▶ [Stated exercise] Count the lines in the listing below that contain the string "bird", treating uppercase and lowercase letters as different. Reply with only the number.

======== Material supplied

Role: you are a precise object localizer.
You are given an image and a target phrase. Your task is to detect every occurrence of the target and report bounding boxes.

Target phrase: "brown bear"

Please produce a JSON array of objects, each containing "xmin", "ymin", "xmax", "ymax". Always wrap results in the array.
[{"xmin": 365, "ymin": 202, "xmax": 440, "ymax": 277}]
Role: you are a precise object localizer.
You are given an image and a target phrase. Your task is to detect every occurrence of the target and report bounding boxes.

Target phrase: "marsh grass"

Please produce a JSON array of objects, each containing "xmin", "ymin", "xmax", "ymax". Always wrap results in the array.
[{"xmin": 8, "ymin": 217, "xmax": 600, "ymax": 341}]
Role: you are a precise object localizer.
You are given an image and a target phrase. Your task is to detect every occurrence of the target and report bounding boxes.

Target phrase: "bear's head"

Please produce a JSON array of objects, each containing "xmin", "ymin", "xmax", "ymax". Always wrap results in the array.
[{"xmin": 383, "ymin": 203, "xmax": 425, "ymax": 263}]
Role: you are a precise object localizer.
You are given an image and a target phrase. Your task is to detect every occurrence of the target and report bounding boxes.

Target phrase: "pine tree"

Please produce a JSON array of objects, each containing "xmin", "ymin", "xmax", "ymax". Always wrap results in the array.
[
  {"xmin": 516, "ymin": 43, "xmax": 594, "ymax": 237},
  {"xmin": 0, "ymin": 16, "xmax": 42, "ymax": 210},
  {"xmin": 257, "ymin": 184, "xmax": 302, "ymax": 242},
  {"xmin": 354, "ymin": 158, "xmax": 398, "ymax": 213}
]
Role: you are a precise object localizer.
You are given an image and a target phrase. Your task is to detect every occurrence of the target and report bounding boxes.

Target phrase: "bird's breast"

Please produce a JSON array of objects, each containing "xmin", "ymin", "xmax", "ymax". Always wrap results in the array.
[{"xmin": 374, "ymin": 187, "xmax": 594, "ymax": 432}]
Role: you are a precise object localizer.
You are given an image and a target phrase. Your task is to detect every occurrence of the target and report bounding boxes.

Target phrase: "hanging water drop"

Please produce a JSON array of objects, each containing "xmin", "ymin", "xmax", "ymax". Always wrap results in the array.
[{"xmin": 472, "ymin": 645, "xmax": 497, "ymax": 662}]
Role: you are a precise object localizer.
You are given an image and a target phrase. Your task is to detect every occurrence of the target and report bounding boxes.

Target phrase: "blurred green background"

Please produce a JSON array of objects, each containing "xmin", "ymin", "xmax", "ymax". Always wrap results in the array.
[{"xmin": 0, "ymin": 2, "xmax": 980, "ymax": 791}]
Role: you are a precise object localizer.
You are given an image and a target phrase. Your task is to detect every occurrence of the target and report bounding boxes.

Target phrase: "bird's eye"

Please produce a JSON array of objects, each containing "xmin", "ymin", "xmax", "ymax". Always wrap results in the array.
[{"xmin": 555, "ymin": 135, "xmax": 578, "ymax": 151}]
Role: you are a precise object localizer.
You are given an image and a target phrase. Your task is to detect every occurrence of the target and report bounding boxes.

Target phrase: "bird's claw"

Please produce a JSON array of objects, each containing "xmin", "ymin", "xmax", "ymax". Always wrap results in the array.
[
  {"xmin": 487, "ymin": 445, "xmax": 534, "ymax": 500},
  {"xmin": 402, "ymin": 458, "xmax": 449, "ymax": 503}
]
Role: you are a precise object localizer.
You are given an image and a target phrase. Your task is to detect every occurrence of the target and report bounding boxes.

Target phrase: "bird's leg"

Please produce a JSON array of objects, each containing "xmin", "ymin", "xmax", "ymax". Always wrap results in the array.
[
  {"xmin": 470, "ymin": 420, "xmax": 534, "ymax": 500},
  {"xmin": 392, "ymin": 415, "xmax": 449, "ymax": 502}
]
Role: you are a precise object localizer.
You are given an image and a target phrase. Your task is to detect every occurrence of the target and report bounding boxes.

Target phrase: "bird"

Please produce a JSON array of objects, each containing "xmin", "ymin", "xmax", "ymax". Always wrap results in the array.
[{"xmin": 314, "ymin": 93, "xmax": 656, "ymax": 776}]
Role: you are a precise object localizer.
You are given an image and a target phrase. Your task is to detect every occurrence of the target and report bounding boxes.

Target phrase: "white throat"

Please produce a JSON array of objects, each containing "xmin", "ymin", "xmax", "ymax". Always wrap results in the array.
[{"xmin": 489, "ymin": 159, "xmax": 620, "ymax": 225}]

================

▶ [Answer to this exercise] 5